* GOAL *
Reproduce the forum post on subfloor vents below word for word, from the heading to its last line.

* PASSAGE GIVEN *
********

# Forum Home Renovation Sub Flooring  Sub floor vents, how many, where when how

## mudbrick

So i hope this is the place to ask about this.
We have a brick veneer home on raised peirs. Sloping block and split level home just to make it difficult. The space under house varies from 7 foot to about 400mm.
We had a lot of water flow under the house during recent heavy rain. I then dug a 100mm ag line into the soil on high side of house to assist diverting the water.
Anyway so there were no vents at all in the lower side of house and mould was coming through the floor. How many vents should i add, what size, and what level ie if the brick wall is 10 bricks high from ground level to timber bearers,  what is the best level to add the vents ? Are the 4 brick sized vents from hardware shop OK ?

********

* PROVIDED MATERIAL *

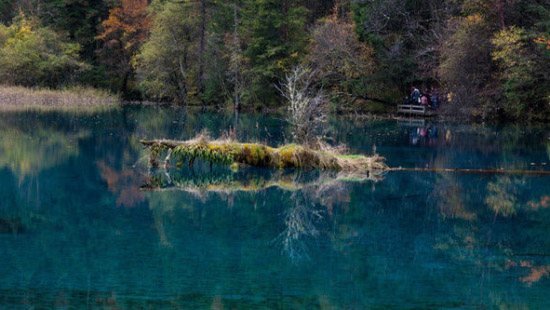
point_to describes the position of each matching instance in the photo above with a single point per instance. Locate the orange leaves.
(543, 40)
(128, 24)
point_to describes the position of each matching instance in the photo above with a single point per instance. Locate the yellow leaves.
(129, 24)
(474, 19)
(543, 40)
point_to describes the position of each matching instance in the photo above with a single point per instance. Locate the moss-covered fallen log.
(258, 155)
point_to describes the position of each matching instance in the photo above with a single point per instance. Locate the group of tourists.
(429, 98)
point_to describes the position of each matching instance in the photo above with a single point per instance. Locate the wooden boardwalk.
(413, 109)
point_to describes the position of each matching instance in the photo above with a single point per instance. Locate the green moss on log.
(259, 155)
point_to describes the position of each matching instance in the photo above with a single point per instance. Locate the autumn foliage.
(123, 33)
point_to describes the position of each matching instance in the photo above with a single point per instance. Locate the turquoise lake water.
(80, 230)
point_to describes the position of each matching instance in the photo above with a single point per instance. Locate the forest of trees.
(490, 58)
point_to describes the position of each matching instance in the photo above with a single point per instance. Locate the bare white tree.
(307, 106)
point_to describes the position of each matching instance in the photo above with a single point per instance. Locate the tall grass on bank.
(23, 97)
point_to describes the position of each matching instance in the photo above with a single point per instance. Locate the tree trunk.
(202, 49)
(236, 57)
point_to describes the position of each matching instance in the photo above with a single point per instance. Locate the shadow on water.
(81, 231)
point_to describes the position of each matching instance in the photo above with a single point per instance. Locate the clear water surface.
(78, 229)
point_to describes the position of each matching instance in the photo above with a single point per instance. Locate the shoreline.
(19, 97)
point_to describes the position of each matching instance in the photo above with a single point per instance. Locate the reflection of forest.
(77, 231)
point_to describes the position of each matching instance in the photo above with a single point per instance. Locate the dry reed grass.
(23, 97)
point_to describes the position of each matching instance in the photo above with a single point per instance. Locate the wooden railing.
(411, 109)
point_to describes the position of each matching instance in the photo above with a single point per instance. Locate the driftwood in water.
(475, 171)
(259, 155)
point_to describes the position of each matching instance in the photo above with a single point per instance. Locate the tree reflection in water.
(300, 220)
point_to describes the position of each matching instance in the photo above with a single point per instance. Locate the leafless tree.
(307, 106)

********

* TASK RESPONSE *
# Forum Home Renovation Sub Flooring  Sub floor vents, how many, where when how

## mudbrick

So i hope this is the place to ask about this.
We have a brick veneer home on raised peirs. Sloping block and split level home just to make it difficult. The space under house varies from 7 foot to about 400mm.
We had a lot of water flow under the house during recent heavy rain. I then dug a 100mm ag line into the soil on high side of house to assist diverting the water.
Anyway so there were no vents at all in the lower side of house and mould was coming through the floor. How many vents should i add, what size, and what level ie if the brick wall is 10 bricks high from ground level to timber bearers,  what is the best level to add the vents ? Are the 4 brick sized vents from hardware shop OK ?